La naissance sera le début d’une individuation et de la conquête de l’autonomie. « L’enfant est le sein et le sein est l’enfant » disaient Bowlby et Winicott ou répétait Freud. Sa mère fait encore partie de lui, il fait encore partie de sa mère, il lui « appartient » bien. Ils s’appartiennent.

Si la dépendance deviendra moins totale au fur et à mesure de la construction de l’enfant, s’y substitueront des interdépendances dans ce qui constitue une nouvelle entité (après l'entité mère-foetus), la famille. C’est parce qu’il fait partie de cette entité qui doit aussi assurer son état sécure (il lui appartient), c’est parce qu’il a besoin d’appartenir à cette entité que l’enfant développera ses premiers langages, celui de la marche bipède verticale, celui de la parole. Il appartient bien à sa famille ! Cette appartenance se situe dans des interdépendances : si l’enfant dépend de ce qu’est et fait la famille, la famille dépend aussi de la présence d’un enfant (l’une comme l’autre et leurs interdépendances se modifient au fur et à mesure de la conquête de l’autonomie du second).

- [Consigne écrite]: D'après l'extrait sur l'appartenance de l'enfant à sa famille, quels sont les premiers langages que l'enfant développera ? Les enregistrements qui suivent n'ont aucun lien avec l'extrait.

Données d'annotation de points sur photos:

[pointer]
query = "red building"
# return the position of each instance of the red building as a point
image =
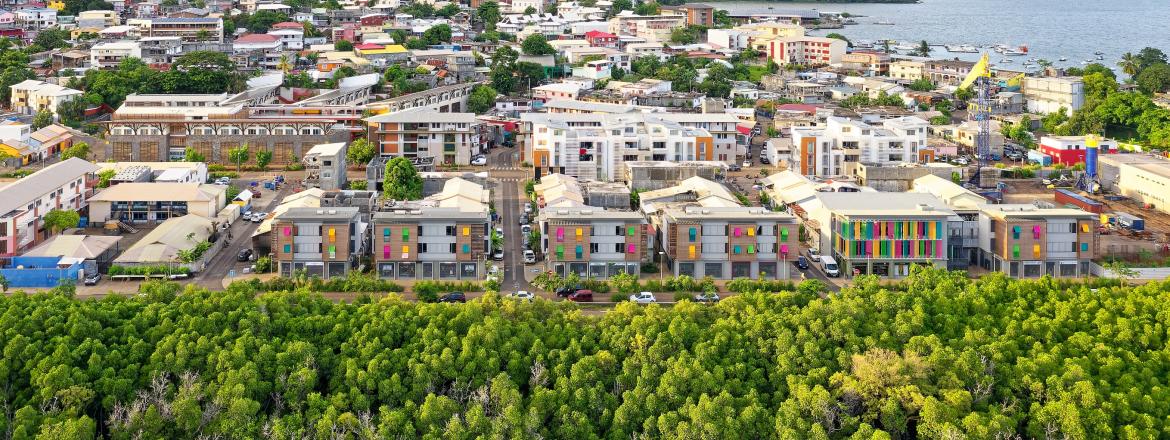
(601, 39)
(1069, 150)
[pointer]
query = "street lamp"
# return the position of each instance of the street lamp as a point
(661, 265)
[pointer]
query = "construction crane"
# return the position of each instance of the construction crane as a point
(981, 77)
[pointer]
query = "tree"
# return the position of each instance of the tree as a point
(483, 98)
(42, 118)
(360, 152)
(619, 6)
(80, 150)
(923, 49)
(1154, 78)
(647, 8)
(922, 84)
(436, 35)
(263, 157)
(59, 220)
(401, 180)
(1130, 64)
(839, 36)
(537, 45)
(239, 156)
(489, 14)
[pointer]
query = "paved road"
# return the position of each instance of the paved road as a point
(509, 196)
(241, 238)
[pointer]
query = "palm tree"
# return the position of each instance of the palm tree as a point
(923, 49)
(283, 64)
(1130, 63)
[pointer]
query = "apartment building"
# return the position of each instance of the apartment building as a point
(1050, 94)
(805, 50)
(907, 69)
(23, 203)
(1029, 241)
(593, 242)
(324, 242)
(596, 145)
(697, 14)
(947, 71)
(110, 54)
(885, 234)
(420, 132)
(146, 201)
(728, 242)
(158, 128)
(828, 150)
(445, 236)
(190, 29)
(31, 96)
(324, 166)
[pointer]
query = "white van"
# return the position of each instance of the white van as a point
(830, 266)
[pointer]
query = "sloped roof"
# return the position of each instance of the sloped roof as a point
(85, 247)
(163, 243)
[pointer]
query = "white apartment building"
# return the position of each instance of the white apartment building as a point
(1046, 95)
(109, 55)
(827, 150)
(596, 145)
(806, 50)
(31, 96)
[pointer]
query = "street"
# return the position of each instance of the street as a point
(508, 197)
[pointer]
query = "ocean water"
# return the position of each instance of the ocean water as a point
(1074, 29)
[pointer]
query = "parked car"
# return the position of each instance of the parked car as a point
(707, 296)
(802, 262)
(642, 297)
(523, 295)
(582, 296)
(828, 265)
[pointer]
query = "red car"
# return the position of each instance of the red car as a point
(582, 296)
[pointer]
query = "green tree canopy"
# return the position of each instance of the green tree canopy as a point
(401, 180)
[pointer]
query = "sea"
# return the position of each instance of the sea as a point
(1073, 29)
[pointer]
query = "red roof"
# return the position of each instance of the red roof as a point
(257, 39)
(804, 108)
(598, 34)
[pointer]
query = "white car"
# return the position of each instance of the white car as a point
(523, 295)
(642, 297)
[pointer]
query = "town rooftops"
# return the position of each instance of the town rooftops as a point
(422, 115)
(1027, 211)
(318, 213)
(138, 191)
(16, 194)
(257, 39)
(85, 247)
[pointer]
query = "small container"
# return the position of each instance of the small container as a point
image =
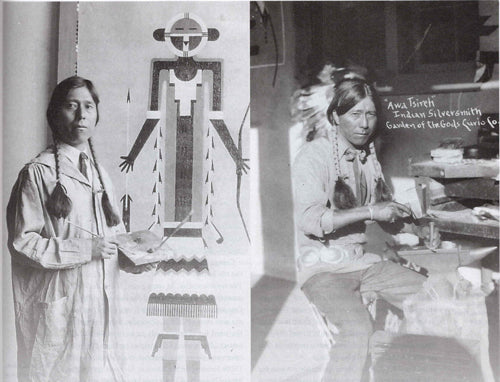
(448, 245)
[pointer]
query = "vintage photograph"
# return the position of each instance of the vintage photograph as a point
(374, 130)
(269, 191)
(126, 189)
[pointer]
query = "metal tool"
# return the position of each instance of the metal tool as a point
(405, 263)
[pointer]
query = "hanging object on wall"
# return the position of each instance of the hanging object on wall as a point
(266, 24)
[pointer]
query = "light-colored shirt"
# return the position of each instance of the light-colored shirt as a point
(66, 302)
(314, 177)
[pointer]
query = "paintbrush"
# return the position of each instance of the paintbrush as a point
(81, 228)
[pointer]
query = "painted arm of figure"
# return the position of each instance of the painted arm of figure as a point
(217, 119)
(26, 214)
(152, 119)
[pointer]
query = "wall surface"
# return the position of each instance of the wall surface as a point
(29, 74)
(273, 251)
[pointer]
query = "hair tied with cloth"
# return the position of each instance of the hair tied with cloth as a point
(309, 105)
(59, 203)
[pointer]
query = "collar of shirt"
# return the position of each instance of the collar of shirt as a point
(72, 153)
(345, 147)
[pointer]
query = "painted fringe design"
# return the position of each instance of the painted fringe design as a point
(112, 218)
(59, 204)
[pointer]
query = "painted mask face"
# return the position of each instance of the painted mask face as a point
(186, 35)
(358, 124)
(77, 118)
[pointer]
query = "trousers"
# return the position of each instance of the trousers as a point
(337, 296)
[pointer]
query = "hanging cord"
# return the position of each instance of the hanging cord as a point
(266, 17)
(77, 35)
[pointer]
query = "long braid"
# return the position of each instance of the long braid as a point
(112, 218)
(343, 196)
(59, 204)
(382, 191)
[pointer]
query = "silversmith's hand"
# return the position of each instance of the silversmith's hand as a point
(104, 247)
(390, 211)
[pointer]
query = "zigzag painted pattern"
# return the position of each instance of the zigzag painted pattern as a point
(183, 264)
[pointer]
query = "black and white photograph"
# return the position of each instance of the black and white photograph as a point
(268, 191)
(126, 189)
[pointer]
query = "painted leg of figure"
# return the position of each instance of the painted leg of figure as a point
(170, 348)
(337, 298)
(193, 353)
(184, 168)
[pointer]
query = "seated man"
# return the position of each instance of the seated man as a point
(339, 190)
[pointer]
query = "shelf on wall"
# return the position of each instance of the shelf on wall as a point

- [Réponse]: Celui de la marche bipède verticale et celui de la parole.